DIRECTIONS FOR THIS TASK: How many lines in the entries below contain the word "building"? Reply with the number alone.

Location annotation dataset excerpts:
** START **
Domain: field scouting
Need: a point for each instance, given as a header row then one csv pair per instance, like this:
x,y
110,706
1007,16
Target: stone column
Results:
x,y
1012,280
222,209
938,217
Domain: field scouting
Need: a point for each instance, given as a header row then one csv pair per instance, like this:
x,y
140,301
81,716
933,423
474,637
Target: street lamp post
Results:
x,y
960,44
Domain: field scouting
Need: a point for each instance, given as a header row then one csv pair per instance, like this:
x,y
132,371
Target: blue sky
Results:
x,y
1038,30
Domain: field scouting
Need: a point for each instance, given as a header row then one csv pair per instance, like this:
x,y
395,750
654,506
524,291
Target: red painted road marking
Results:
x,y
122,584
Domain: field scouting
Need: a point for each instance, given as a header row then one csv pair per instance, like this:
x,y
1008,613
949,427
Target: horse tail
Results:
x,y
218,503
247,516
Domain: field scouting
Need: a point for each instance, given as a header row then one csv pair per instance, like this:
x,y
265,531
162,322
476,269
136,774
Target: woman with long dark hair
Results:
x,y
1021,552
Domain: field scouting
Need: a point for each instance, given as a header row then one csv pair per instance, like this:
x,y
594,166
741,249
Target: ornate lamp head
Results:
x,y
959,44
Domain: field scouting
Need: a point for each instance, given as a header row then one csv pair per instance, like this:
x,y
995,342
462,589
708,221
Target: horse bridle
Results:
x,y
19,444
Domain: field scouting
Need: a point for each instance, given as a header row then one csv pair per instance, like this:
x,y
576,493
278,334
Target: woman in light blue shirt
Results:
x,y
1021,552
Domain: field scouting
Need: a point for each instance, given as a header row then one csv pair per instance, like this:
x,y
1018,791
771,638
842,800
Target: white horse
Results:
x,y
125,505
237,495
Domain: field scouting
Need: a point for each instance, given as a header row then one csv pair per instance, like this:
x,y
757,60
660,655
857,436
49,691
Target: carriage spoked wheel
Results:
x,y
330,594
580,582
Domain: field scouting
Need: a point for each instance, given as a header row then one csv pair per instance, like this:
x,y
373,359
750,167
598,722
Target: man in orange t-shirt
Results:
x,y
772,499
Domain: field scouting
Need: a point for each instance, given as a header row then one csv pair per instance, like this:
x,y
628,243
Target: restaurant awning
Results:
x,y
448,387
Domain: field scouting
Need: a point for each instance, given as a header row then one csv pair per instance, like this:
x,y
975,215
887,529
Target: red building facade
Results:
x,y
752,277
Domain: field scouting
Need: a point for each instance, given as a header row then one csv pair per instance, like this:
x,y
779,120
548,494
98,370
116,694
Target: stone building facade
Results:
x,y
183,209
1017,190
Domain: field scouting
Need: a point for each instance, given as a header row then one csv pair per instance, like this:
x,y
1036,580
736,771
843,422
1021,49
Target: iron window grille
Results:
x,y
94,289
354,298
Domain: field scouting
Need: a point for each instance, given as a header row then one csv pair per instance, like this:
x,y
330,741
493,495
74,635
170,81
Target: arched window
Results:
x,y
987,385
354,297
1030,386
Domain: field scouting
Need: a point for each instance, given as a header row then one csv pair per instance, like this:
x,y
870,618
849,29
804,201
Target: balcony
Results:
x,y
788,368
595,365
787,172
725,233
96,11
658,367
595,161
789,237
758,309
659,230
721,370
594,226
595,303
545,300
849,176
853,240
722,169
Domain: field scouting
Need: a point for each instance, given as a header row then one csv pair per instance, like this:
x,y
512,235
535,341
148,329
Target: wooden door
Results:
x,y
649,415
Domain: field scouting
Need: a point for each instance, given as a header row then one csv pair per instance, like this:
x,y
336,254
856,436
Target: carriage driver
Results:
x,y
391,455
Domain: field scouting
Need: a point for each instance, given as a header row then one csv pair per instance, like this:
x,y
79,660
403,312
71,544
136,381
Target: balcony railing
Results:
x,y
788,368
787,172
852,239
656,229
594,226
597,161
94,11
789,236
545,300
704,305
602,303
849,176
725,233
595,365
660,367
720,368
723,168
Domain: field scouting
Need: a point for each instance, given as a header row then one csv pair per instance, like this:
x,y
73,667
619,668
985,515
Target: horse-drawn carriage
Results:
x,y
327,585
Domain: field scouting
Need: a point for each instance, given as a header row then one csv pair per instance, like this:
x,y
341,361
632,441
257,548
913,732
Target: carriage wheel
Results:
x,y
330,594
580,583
** END **
COMPLETED TASK: 2